# 課題の説明
下に示す絵本『子リスのアール』の紹介文から、「秋の朝早く、灰色リスのお母さ」を含む語句で始まり「っと巣穴を抜けだします──。」で終わる部分を、一字一句違えずに書き写すこと。

2011年11月30日水曜日

子リスのアール












「子リスのアール」(ドン・フリーマン/作 やましたはるお/訳 BL出版 2006)

秋の朝早く、灰色リスのお母さんは、小さい息子に話しかけました。「ねえ、アール。そろそろおまえも外にでて、自分の手でドングリをみつけることをおぼえるときだよ」。そこで、アールはジルという名前の、人間の女の子のところにいきました。すると、ジルはアールに、ドングリとクルミ割り器をくれました。

さて、アールが巣穴にもどると、お母さんはこういいます。「リスのくせにクルミ割り器がいるなんて聞いたことある? ドングリもジルがくれたのよね。あの娘は、おまえを世界一だめなリスにする気なのよ!」。アールはジルにクルミ割り器を返しにいき、こんどは赤いスカーフをもらってきます。そして、ドングリをさがしに、夜、ひとりでそっと巣穴を抜けだします──。

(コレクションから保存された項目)
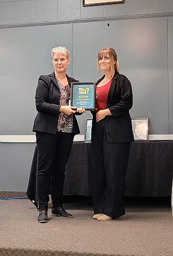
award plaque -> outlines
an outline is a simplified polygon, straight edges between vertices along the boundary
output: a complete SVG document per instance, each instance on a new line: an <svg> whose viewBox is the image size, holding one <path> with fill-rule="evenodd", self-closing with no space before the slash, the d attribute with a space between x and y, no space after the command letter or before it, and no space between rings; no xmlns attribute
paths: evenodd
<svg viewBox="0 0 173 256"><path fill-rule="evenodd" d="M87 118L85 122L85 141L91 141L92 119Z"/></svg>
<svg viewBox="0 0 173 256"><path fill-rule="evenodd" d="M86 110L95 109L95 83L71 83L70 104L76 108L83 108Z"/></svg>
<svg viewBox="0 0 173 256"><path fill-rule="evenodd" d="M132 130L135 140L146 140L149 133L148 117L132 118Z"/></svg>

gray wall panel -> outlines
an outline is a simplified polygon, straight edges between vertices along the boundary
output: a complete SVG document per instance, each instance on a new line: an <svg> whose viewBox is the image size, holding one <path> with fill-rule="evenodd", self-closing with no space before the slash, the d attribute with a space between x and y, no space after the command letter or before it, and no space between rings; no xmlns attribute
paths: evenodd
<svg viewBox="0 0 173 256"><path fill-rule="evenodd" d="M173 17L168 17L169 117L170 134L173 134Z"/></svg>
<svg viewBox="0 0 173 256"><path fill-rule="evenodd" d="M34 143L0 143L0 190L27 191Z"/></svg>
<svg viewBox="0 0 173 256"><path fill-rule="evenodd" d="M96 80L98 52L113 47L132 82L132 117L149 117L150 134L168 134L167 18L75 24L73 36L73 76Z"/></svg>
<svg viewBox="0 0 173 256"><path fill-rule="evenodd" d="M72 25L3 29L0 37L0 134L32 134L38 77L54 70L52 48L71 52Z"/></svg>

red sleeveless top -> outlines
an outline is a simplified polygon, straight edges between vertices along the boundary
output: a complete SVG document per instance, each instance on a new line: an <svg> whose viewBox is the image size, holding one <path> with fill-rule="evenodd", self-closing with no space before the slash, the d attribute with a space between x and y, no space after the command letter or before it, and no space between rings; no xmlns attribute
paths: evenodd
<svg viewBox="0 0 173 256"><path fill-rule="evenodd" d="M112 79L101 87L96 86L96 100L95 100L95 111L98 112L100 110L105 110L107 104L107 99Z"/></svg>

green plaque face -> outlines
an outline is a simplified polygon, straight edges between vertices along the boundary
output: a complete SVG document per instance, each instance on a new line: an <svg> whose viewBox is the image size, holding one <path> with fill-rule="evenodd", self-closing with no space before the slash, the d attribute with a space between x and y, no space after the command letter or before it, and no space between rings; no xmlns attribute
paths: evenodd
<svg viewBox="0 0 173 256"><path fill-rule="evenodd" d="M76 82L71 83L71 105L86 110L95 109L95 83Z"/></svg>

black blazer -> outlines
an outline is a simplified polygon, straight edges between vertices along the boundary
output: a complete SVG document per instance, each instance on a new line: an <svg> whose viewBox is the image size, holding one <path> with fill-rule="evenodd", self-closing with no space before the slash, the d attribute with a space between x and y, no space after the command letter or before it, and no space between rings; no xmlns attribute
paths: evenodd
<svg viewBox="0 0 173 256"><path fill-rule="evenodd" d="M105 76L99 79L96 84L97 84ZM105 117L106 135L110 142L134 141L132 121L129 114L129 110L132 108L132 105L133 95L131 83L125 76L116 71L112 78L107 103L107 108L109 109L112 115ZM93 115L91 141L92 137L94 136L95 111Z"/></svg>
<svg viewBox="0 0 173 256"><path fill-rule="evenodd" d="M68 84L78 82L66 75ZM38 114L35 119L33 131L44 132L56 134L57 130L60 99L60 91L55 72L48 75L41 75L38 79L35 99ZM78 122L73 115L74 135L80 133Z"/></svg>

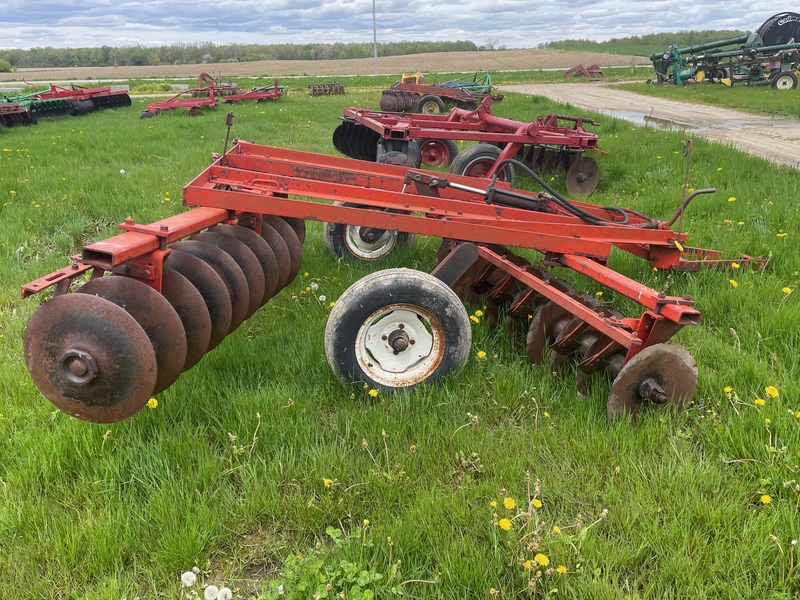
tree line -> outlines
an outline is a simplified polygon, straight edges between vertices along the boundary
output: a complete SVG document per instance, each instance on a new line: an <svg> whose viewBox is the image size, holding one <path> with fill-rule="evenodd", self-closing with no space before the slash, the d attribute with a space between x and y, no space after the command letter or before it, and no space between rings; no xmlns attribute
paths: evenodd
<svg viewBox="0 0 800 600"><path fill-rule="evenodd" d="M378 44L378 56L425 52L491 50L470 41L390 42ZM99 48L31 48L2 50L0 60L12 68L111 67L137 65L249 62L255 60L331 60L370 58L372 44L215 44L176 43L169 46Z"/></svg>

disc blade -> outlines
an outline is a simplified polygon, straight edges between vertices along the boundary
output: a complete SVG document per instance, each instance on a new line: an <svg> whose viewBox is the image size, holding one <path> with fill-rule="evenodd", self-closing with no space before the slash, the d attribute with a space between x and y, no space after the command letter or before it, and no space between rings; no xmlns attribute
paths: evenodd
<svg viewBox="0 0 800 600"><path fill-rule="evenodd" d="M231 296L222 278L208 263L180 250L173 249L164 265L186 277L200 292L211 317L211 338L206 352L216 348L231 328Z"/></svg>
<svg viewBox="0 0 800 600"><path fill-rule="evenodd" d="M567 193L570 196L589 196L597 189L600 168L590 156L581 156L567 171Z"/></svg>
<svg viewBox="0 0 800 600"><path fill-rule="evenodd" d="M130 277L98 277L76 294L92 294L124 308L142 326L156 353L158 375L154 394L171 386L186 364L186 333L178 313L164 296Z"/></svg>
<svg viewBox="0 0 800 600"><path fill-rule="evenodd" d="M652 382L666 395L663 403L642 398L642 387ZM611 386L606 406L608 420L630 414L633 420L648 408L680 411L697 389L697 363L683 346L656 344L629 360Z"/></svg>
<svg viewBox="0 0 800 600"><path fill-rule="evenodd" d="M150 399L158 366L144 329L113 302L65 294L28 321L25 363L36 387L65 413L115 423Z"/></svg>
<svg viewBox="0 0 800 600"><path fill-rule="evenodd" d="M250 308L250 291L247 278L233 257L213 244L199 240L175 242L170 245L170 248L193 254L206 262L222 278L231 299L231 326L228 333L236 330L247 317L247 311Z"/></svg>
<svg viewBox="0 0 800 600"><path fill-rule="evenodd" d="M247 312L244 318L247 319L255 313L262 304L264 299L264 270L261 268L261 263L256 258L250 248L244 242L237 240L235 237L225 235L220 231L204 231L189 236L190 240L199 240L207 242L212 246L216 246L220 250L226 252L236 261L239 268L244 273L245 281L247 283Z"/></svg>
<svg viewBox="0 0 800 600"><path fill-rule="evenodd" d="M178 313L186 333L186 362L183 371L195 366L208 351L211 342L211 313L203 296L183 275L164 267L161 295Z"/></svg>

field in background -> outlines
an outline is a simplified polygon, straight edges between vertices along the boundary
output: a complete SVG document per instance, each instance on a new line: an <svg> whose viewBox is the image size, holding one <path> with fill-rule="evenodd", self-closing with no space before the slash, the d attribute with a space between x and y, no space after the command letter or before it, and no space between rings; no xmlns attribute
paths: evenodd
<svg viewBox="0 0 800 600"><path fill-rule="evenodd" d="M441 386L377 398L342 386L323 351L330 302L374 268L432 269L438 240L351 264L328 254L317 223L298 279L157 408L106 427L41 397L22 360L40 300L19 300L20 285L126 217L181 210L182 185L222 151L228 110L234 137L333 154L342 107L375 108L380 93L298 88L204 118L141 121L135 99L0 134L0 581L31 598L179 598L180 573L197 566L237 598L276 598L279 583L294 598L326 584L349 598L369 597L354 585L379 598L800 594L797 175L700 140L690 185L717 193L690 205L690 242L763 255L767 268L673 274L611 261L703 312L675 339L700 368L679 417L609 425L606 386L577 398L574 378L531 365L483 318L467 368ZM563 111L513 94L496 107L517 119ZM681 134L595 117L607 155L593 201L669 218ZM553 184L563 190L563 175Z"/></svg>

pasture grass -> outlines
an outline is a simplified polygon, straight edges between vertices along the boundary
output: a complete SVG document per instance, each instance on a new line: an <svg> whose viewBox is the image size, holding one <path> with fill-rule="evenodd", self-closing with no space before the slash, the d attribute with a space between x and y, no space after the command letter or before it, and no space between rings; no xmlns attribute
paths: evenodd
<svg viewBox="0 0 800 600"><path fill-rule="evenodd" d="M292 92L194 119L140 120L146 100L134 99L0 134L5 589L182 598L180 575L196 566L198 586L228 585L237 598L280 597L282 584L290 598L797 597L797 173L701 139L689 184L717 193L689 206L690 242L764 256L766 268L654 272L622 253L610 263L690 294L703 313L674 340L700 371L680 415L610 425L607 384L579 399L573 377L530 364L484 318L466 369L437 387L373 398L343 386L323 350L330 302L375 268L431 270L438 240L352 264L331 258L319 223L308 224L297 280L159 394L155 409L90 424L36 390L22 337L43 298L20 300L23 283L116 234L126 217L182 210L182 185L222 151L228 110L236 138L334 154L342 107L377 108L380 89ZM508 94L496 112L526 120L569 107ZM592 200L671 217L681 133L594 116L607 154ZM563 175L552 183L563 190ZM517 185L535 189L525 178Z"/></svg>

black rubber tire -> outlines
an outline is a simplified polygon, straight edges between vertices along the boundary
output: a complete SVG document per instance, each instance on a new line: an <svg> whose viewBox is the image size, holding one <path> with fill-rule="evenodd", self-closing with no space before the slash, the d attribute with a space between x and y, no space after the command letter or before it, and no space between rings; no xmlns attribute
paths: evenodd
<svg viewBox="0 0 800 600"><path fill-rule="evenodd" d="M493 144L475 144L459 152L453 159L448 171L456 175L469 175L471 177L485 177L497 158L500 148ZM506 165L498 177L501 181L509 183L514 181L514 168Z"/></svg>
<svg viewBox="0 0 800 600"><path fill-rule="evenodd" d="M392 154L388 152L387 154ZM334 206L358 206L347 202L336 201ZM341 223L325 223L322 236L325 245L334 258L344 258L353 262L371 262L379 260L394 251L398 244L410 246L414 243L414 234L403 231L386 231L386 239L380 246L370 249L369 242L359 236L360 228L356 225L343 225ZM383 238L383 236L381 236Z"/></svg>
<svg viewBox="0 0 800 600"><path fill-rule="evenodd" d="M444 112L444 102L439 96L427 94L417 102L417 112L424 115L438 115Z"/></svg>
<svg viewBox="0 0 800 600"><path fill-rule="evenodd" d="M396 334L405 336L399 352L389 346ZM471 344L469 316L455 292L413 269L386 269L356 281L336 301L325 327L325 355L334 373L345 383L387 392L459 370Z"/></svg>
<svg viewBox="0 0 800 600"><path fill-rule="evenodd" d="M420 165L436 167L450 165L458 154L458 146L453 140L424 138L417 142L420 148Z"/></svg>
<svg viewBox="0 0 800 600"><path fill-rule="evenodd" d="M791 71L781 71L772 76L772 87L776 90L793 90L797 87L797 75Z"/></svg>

# 問題の解答
秋の朝早く、灰色リスのお母さんは、小さい息子に話しかけました。「ねえ、アール。そろそろおまえも外にでて、自分の手でドングリをみつけることをおぼえるときだよ」。そこで、アールはジルという名前の、人間の女の子のところにいきました。すると、ジルはアールに、ドングリとクルミ割り器をくれました。

さて、アールが巣穴にもどると、お母さんはこういいます。「リスのくせにクルミ割り器がいるなんて聞いたことある? ドングリもジルがくれたのよね。あの娘は、おまえを世界一だめなリスにする気なのよ!」。アールはジルにクルミ割り器を返しにいき、こんどは赤いスカーフをもらってきます。そして、ドングリをさがしに、夜、ひとりでそっと巣穴を抜けだします──。